- **Problem description**
Copy every record exactly.

Start of Records to process

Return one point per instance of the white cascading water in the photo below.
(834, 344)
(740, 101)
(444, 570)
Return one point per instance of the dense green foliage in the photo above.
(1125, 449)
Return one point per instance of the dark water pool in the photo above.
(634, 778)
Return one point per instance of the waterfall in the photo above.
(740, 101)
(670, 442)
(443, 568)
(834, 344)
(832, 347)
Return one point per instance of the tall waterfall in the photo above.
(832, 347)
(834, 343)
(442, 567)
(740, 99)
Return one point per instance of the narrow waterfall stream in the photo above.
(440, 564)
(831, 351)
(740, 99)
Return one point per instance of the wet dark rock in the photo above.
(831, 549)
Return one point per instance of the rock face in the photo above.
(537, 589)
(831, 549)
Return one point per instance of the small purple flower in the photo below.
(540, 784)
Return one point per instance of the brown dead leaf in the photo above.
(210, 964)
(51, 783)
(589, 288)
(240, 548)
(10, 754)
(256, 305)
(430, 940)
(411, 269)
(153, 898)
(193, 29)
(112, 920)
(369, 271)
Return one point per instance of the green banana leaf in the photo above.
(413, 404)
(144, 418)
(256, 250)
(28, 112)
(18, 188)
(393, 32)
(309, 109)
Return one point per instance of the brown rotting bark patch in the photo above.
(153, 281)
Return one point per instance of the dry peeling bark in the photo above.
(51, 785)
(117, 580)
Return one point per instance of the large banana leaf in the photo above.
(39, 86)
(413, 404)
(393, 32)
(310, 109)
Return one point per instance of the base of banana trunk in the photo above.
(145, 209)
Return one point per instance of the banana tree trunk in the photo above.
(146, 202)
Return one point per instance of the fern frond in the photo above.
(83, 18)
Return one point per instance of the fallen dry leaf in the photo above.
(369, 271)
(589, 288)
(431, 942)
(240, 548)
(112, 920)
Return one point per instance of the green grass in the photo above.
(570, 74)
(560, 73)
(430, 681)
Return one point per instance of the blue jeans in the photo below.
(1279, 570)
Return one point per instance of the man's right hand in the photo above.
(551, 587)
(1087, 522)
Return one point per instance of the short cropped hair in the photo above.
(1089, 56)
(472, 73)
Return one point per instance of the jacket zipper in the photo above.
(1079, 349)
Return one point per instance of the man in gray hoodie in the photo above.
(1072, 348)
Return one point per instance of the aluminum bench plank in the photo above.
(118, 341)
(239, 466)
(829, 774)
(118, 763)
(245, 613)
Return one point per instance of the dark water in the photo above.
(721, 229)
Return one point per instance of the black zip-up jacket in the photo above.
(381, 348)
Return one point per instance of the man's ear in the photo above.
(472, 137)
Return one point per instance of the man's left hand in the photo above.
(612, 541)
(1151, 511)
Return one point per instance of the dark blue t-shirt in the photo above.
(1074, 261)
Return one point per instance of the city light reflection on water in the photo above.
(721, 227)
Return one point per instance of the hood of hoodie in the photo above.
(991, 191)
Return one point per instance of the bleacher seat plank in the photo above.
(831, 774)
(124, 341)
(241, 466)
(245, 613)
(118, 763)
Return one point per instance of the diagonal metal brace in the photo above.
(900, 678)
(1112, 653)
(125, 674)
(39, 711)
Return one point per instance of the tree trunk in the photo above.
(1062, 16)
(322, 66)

End of Records to process

- **Solution to the exercise**
Return one point per instance of the white cascading water in the photo below.
(834, 344)
(740, 101)
(444, 570)
Return one point per instance of the dense green foliage in the photo above.
(1125, 449)
Return one point per instance of the dark water pool in the photo above.
(634, 778)
Return one point per instance of the waterfall in the photo above.
(740, 101)
(670, 442)
(443, 568)
(834, 344)
(832, 347)
Return one point per instance of the tall waterfall in the photo above.
(832, 347)
(834, 343)
(442, 567)
(740, 99)
Return one point per instance of the narrow waterfall stream in the photo above.
(440, 564)
(831, 351)
(740, 99)
Return one point per instance of the wet dark rock in the photo above.
(831, 549)
Return one point per instance of the rock face in the photo above.
(537, 589)
(831, 549)
Return one point per instance of the small purple flower in the photo below.
(540, 784)
Return one point per instance of the brown dead leaf in the photo above.
(210, 964)
(51, 783)
(589, 288)
(240, 548)
(10, 754)
(256, 305)
(430, 940)
(411, 269)
(153, 898)
(193, 29)
(112, 920)
(369, 271)
Return one point per instance of the green banana leaf in the photo above.
(413, 404)
(144, 418)
(256, 250)
(28, 112)
(18, 188)
(393, 32)
(309, 109)
Return one point per instance of the brown rotting bark patch in the photo above.
(153, 281)
Return one point per instance of the dry peeling bark in the photo above.
(51, 785)
(117, 580)
Return one point per instance of the large banana leaf in the photo above.
(39, 86)
(413, 404)
(393, 32)
(310, 109)
Return one point per instance of the base of banana trunk in the photo above.
(145, 209)
Return one point per instance of the banana tree trunk in the photo above.
(146, 202)
Return one point per instance of the fern frond in the photo above.
(83, 18)
Return one point per instance of the fallen dry leaf in the photo above.
(369, 271)
(589, 288)
(431, 942)
(240, 548)
(112, 920)
Return one point per instance of the green grass in the photo above.
(570, 74)
(560, 73)
(430, 681)
Return one point per instance of the blue jeans in the photo below.
(1279, 570)
Return one point per instance of the man's right hand in the photo above.
(551, 587)
(1087, 522)
Return one point per instance of the short cropped hair in the photo above.
(1089, 56)
(472, 73)
Return one point per instance of the jacket zipper in the photo above.
(1079, 349)
Return one point per instance of the man in gray hoodie in the photo above.
(1072, 348)
Return one point per instance of the aluminum bench plank in the photo above.
(118, 341)
(239, 466)
(829, 774)
(118, 763)
(245, 613)
Return one point per instance of the dark water in the photo above.
(721, 229)
Return one point per instance of the black zip-up jacket in the photo above.
(381, 348)
Return one point per instance of the man's ear in the photo above.
(472, 137)
Return one point per instance of the man's left hand in the photo above.
(612, 541)
(1151, 511)
Return one point per instance of the dark blue t-shirt in the photo above.
(1074, 261)
Return one point per instance of the city light reflection on water in the photo above.
(721, 227)
Return one point per instance of the hood of hoodie in the photo above.
(991, 191)
Return one point per instance of the bleacher seat plank in the photo above.
(831, 774)
(124, 341)
(241, 466)
(245, 613)
(118, 763)
Return one point per instance of the diagonal metal brace in the photo above.
(900, 678)
(1112, 653)
(125, 674)
(39, 711)
Return one point per instance of the tree trunk in the photo above.
(1062, 16)
(322, 66)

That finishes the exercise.